▶ **Exercise passage**
=======

Stargate games are inspired by the Stargate franchise, which started with the 1994 film, Stargate directed by Roland Emmerich.

The games in this article are not related to the 1981 arcade game Stargate by Williams Electronics.

Games

Stargate ride 
Stargate SG-3000 (abbreviated to SG-3000) is a simulator thrill ride based around the highly successful MGM television series Stargate SG-1 that made its debut at The Space Centre in Bremen, Germany in December, 2003. A reproduction has now been built at Kentucky Kingdom, Six Flags Discovery Kingdom and Six Flags Great America. As of 2006, Six Flags Great America no longer shows Stargate SG-3000. The contract with the park expired and the movie was pulled about a month before the season started.

Stargate pinball 

Stargate is a 1995 pinball game, designed by Ray Tanzer and Jon Norris and released by Gottlieb. The game is based on the film Stargate, not the television show Stargate SG-1. It has many modes, including several multi-ball modes.

A "pyramid" is the main feature of this game. It has a top that opens by raising and lowering. A moving "Glidercraft" ship will be extended from the pyramid when the pyramid is open. The "Glidercraft" will zigzag left-right, in front of the pyramid, with about 90 degrees of horizontal movement.

This game also features two "Horus" targets. These are basically the reverse of drop targets: they are targets that, rather than dropping down into the playfield when hit, rise up into the air. Each target is attached to a large "Horus" structure, which is itself attached to a pivot that can raise and lower. These Horus structures drop to block the player from reaching two key shots. The game occasionally raises them, allowing the player to temporarily make the shots. Part of the development involved having actor James Spader record the voice parts of Daniel Jackson.

Stargate Trading Card Game 
Stargate Trading Card Game (abbreviated as Stargate TCG) is a trading card game based on the long-running Stargate series. It released in both online and physical card formats in April 2007. The three sets released were based on Stargate SG-1. The Stargate TCG is designed by Sony Online Entertainment and published by Comic Images.

The TCG pulls players into the Stargate universe as they put their favorite characters together to form a team and send them through the gate to accomplish missions. New gameplay lets characters "learn" from their accomplishments and mistakes to increase their capabilities. There are three different ways to possibly win: Earning experience points, collecting glyphs, or scoring Adversaries. By completing missions, players can play glyphs onto their characters which unlock abilities that could help them win the game.

=======

▶ **Exercise brief**
Duplicate the part of the text on Stargate games that opens with the words containing "Stargate games are" and closes with "the season started.".

=======

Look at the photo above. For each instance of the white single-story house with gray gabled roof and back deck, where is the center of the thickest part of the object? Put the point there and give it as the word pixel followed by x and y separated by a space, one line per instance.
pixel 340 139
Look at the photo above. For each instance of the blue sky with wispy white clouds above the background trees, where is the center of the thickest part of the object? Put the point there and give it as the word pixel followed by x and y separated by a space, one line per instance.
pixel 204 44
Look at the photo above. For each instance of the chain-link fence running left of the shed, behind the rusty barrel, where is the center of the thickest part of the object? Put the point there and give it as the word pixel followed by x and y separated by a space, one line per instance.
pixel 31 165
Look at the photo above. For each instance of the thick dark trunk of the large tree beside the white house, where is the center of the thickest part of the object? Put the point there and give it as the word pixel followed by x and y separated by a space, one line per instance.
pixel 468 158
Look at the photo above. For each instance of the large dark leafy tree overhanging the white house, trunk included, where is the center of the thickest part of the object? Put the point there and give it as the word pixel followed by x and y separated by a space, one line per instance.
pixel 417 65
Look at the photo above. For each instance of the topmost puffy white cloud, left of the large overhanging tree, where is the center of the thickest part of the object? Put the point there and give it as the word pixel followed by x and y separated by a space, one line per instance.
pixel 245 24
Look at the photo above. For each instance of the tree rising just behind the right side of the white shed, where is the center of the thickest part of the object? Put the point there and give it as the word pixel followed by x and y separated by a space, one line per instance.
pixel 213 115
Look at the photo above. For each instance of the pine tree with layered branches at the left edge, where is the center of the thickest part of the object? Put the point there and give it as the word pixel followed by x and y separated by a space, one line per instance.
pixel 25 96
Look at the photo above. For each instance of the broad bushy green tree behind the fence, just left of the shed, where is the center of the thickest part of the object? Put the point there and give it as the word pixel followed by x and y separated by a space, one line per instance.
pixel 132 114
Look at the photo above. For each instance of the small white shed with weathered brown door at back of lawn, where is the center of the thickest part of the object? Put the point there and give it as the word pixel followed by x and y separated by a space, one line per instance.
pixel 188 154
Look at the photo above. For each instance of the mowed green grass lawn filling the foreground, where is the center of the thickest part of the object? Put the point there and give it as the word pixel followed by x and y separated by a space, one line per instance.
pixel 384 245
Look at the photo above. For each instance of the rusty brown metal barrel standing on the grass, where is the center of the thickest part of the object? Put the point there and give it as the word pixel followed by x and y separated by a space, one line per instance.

=======

▶ **Task output**
Stargate games are inspired by the Stargate franchise, which started with the 1994 film, Stargate directed by Roland Emmerich.

The games in this article are not related to the 1981 arcade game Stargate by Williams Electronics.

Games

Stargate ride 
Stargate SG-3000 (abbreviated to SG-3000) is a simulator thrill ride based around the highly successful MGM television series Stargate SG-1 that made its debut at The Space Centre in Bremen, Germany in December, 2003. A reproduction has now been built at Kentucky Kingdom, Six Flags Discovery Kingdom and Six Flags Great America. As of 2006, Six Flags Great America no longer shows Stargate SG-3000. The contract with the park expired and the movie was pulled about a month before the season started.